**Exercise prompt**
Quote the lines of the data below verbatim, beginning at the line that contains "Would you be able to pin the short" and ending at the last line, both included, and excluding pictures.

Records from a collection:

▼

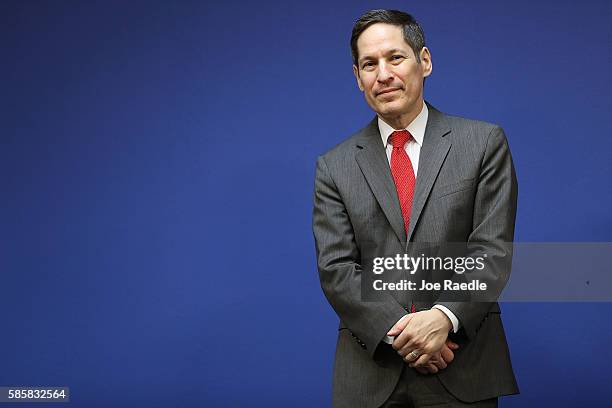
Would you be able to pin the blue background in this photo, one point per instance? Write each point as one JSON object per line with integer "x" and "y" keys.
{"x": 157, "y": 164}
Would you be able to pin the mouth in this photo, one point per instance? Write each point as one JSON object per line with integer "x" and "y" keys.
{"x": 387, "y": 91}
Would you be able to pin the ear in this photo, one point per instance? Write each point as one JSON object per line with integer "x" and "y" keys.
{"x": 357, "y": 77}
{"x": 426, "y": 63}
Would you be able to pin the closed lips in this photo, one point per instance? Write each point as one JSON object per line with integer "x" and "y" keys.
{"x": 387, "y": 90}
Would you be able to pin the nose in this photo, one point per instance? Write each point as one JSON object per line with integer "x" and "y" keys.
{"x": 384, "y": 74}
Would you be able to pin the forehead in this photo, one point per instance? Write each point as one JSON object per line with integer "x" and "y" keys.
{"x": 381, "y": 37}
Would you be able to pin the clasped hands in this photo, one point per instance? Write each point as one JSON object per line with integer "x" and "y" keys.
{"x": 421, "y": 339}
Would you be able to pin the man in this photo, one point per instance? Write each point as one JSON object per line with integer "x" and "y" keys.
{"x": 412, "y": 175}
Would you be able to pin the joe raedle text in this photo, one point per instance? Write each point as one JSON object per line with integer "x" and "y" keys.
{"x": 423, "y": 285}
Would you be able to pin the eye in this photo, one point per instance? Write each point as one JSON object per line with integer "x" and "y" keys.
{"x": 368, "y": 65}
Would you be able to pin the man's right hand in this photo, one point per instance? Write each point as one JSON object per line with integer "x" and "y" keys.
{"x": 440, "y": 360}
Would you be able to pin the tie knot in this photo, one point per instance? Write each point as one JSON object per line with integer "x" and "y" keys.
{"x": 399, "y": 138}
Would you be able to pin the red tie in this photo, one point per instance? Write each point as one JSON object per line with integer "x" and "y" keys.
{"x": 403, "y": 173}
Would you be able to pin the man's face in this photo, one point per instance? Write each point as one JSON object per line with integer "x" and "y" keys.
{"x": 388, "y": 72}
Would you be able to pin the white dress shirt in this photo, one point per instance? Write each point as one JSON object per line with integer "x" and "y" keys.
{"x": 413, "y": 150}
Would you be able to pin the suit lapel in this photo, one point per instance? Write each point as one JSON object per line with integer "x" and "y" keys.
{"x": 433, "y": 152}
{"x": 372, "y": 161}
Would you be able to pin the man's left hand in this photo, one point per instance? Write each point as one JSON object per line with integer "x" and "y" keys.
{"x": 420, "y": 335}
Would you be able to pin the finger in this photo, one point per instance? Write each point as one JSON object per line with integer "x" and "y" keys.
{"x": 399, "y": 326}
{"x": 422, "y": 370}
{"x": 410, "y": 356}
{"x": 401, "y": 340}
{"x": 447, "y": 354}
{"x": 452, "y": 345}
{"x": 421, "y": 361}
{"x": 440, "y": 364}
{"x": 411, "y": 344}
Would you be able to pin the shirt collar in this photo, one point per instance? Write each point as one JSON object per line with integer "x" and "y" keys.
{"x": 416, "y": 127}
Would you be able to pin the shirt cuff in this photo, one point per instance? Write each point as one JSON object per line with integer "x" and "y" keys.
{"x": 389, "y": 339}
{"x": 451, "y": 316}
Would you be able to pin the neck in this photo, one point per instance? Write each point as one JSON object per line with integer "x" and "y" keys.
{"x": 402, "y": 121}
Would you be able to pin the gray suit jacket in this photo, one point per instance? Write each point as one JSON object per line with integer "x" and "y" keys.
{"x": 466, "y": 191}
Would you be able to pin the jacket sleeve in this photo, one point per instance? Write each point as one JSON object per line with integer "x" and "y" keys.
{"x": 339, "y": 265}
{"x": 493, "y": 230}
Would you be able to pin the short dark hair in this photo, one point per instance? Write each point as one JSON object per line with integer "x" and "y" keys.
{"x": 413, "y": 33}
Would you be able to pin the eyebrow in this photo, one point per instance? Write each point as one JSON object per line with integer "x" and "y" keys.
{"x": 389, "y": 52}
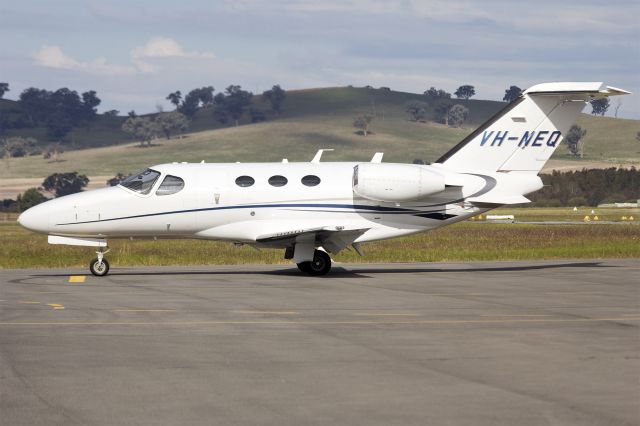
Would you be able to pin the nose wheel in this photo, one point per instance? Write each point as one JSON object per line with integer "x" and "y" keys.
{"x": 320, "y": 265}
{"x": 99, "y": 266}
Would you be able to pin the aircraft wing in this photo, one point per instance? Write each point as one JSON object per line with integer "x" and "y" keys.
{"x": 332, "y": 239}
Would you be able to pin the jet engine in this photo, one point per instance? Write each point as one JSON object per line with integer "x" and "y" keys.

▲

**Answer below**
Would you be able to pin the short dark hair in this photo, one point per instance? Write each point as one JSON object per line with integer "x" and "y" keys.
{"x": 413, "y": 33}
Would you be able to pin the eyebrow in this photo, one point per instance? Write each point as one JSON object per line with integer "x" and "y" keys.
{"x": 389, "y": 52}
Would you be able to pin the nose wheel in this photo, one point per instance? Write each point as one JSON object per line with integer "x" and "y" keys.
{"x": 320, "y": 265}
{"x": 99, "y": 266}
Would you be able to pin the aircraft wing in this photo, one point per instance? Write each point as one JSON object per line with integer "x" and "y" keys.
{"x": 332, "y": 239}
Would you be able to pin the jet engine in this photo, one point per instance? Write each point as one JSON object per line with integer "x" and "y" keys.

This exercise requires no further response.